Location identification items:
══════════════════════════════

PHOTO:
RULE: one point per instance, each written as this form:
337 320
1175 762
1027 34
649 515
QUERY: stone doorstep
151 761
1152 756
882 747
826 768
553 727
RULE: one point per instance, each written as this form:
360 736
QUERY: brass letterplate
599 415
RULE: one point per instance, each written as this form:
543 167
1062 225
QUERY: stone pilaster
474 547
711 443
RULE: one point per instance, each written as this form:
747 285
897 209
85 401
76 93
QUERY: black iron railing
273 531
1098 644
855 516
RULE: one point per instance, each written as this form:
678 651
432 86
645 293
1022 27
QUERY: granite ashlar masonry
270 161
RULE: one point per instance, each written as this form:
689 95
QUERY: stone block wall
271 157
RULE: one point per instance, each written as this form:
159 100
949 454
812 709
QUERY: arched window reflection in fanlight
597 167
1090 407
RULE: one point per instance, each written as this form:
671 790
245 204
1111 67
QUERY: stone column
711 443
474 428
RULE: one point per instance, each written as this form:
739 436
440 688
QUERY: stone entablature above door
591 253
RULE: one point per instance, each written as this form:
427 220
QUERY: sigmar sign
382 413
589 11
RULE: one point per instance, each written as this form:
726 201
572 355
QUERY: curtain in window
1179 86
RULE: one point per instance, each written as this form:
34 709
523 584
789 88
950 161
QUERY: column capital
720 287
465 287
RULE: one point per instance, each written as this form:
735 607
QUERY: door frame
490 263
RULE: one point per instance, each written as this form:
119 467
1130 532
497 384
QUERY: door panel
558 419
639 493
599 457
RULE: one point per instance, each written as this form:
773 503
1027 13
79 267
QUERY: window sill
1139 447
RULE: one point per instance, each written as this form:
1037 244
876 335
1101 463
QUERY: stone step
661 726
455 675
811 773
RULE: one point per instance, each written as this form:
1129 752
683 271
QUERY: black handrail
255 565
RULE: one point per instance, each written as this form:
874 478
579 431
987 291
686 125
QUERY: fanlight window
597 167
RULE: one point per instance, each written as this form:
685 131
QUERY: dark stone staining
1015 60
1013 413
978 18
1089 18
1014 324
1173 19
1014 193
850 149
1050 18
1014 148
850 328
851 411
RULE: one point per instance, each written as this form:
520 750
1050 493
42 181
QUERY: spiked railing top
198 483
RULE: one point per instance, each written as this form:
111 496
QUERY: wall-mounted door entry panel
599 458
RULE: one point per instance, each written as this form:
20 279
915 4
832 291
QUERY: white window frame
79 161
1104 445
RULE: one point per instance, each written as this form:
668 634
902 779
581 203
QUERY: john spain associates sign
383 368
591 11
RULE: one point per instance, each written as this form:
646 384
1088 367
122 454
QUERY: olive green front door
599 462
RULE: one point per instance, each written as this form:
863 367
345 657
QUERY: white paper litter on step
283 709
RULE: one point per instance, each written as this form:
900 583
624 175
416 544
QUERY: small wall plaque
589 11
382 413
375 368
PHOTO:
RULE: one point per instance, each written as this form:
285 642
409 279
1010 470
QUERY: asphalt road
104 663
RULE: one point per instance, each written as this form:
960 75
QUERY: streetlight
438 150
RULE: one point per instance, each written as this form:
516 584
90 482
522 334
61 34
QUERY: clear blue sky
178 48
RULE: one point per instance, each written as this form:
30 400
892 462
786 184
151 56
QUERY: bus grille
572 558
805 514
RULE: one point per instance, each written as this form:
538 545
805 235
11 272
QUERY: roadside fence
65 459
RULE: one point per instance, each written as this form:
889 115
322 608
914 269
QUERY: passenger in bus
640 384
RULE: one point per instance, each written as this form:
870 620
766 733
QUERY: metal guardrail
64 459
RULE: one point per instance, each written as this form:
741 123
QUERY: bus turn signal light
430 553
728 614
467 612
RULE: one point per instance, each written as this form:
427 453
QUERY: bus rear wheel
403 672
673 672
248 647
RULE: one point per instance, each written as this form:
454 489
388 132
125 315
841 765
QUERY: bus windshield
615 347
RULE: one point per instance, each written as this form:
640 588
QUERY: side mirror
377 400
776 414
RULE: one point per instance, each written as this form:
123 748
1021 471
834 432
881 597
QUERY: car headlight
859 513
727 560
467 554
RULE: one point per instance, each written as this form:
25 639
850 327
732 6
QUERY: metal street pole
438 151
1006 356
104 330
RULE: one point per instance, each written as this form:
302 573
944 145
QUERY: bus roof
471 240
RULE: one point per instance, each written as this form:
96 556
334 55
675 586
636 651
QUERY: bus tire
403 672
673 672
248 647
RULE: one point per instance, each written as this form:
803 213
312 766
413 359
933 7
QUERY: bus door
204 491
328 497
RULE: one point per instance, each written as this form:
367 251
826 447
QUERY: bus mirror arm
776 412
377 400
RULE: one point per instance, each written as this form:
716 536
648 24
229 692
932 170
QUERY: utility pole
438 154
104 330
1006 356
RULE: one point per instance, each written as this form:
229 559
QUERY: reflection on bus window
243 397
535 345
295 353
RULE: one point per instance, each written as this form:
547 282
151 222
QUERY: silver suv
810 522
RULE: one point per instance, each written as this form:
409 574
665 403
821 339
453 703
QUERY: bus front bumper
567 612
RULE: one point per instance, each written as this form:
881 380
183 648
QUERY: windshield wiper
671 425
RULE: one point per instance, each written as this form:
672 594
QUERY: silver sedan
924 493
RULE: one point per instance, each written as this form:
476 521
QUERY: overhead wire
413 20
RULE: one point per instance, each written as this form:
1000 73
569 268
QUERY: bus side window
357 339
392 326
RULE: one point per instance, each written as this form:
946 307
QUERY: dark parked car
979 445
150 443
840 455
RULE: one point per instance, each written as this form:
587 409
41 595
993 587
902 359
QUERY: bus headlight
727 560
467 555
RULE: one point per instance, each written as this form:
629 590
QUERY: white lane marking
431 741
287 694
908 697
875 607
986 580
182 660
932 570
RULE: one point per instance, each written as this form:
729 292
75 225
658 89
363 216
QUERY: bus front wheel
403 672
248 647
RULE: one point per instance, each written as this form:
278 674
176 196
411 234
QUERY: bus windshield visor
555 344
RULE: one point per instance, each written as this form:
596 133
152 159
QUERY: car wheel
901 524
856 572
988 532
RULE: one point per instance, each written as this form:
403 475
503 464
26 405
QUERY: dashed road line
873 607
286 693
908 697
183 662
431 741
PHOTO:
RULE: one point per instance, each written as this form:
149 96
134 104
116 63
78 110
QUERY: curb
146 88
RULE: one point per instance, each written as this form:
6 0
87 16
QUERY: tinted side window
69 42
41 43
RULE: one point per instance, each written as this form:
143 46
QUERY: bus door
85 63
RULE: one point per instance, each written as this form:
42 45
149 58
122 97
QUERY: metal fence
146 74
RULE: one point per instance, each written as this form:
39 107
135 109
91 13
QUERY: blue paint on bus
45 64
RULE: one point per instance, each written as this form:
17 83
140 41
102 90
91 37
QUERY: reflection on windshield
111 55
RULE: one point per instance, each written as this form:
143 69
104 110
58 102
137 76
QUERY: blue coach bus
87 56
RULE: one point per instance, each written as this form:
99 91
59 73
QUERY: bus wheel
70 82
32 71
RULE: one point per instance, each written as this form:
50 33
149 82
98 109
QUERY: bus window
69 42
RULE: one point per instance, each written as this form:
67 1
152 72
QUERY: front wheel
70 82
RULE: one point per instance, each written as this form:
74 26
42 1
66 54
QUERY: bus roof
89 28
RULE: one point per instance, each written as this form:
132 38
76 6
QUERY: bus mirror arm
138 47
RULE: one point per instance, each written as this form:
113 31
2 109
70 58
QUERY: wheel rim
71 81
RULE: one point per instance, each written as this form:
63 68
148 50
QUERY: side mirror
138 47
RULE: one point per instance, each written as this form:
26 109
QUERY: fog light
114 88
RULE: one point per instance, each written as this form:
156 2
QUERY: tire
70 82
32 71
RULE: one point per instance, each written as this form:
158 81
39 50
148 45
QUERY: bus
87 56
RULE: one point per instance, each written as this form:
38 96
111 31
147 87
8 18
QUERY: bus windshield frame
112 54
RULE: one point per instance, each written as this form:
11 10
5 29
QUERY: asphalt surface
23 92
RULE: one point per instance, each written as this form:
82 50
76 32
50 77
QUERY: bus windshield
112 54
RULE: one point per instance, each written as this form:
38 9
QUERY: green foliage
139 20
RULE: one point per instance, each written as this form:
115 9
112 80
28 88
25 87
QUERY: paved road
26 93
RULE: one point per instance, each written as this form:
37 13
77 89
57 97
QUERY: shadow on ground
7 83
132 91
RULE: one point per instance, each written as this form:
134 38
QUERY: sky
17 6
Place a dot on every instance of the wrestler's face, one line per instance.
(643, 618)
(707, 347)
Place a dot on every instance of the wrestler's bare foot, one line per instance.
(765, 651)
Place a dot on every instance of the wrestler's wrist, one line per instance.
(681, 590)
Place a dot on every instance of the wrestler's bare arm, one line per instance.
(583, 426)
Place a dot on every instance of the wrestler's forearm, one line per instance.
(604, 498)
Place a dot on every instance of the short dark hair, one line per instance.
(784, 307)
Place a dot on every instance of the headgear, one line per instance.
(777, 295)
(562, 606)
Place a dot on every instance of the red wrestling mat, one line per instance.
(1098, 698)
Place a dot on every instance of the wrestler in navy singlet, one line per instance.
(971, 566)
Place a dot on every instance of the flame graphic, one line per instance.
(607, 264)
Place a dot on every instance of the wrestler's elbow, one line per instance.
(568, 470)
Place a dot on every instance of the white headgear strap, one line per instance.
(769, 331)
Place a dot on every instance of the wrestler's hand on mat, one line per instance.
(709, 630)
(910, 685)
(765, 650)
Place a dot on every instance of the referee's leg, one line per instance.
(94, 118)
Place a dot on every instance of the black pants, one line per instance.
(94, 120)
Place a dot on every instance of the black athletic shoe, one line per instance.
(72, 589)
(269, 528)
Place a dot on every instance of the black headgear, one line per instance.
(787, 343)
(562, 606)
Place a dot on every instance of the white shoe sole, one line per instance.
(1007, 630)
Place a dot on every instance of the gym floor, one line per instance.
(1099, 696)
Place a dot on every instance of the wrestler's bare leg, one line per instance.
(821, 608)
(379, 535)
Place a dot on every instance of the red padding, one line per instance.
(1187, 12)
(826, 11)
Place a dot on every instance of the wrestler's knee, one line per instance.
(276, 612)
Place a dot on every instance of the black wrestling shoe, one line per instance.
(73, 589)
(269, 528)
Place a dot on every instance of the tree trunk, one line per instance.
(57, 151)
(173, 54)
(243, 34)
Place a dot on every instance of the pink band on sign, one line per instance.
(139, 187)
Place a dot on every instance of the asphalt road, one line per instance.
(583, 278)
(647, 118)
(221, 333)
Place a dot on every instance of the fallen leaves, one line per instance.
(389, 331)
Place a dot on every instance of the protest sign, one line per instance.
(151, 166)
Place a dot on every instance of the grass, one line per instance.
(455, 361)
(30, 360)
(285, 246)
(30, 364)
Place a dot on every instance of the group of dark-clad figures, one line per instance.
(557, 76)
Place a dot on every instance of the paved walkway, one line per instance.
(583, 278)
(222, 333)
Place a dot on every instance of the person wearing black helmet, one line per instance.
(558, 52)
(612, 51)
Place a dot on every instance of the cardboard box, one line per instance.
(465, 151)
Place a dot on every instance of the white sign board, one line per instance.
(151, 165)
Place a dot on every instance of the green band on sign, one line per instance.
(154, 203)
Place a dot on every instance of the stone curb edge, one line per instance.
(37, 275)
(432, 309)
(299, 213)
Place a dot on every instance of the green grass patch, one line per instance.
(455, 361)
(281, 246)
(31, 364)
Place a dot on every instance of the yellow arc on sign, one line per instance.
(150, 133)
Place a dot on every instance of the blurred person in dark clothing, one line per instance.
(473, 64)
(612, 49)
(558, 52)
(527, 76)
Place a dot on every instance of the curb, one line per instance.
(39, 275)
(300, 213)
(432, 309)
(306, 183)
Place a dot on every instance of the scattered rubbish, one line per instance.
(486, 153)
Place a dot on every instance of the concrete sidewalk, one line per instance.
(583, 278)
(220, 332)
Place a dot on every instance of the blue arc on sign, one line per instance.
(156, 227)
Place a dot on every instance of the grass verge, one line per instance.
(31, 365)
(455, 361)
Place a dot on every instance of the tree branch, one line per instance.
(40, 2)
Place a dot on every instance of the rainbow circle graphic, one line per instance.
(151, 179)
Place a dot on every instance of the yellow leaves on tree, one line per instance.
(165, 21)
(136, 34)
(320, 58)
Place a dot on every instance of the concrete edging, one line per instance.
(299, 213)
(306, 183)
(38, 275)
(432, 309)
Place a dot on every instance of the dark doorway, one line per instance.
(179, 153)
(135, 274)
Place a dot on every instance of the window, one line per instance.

══════════════════════════════

Instructions for the task: Quote, without any change, each line from the one that contains "Place a dot on every instance of the green band" through the end of the material.

Written response:
Place a dot on every instance of the green band on sign, one line per instance.
(154, 203)
Place a dot on every instance of the stone curb edge, one line per instance.
(37, 275)
(432, 309)
(299, 213)
Place a dot on every instance of the green grass patch, one line per instance.
(455, 361)
(281, 246)
(31, 364)
Place a dot on every instance of the yellow arc on sign, one line per instance.
(150, 133)
Place a dot on every instance of the blurred person in dark clothing, one line per instance.
(473, 64)
(612, 49)
(558, 52)
(527, 76)
Place a dot on every instance of the curb, one line per instance.
(39, 275)
(300, 213)
(432, 309)
(306, 183)
Place a dot on every instance of the scattered rubbish, one line per instance.
(486, 153)
Place a dot on every instance of the concrete sidewalk, one line per instance.
(583, 278)
(220, 332)
Place a dot on every instance of the blue arc on sign, one line per instance.
(156, 227)
Place a dot on every instance of the grass verge, one line per instance.
(31, 365)
(455, 361)
Place a dot on every instance of the tree branch, one line per instance.
(40, 2)
Place a dot on every instance of the rainbow circle graphic, one line per instance.
(151, 179)
Place a dot on every instance of the yellow leaves on tree, one line per instance.
(165, 21)
(136, 34)
(320, 58)
Place a dot on every instance of the concrete edging, one line per instance.
(299, 213)
(306, 183)
(38, 275)
(432, 309)
Place a dot on every instance of the dark doorway, one line per instance.
(179, 153)
(135, 274)
Place a dot on every instance of the window, one line per instance.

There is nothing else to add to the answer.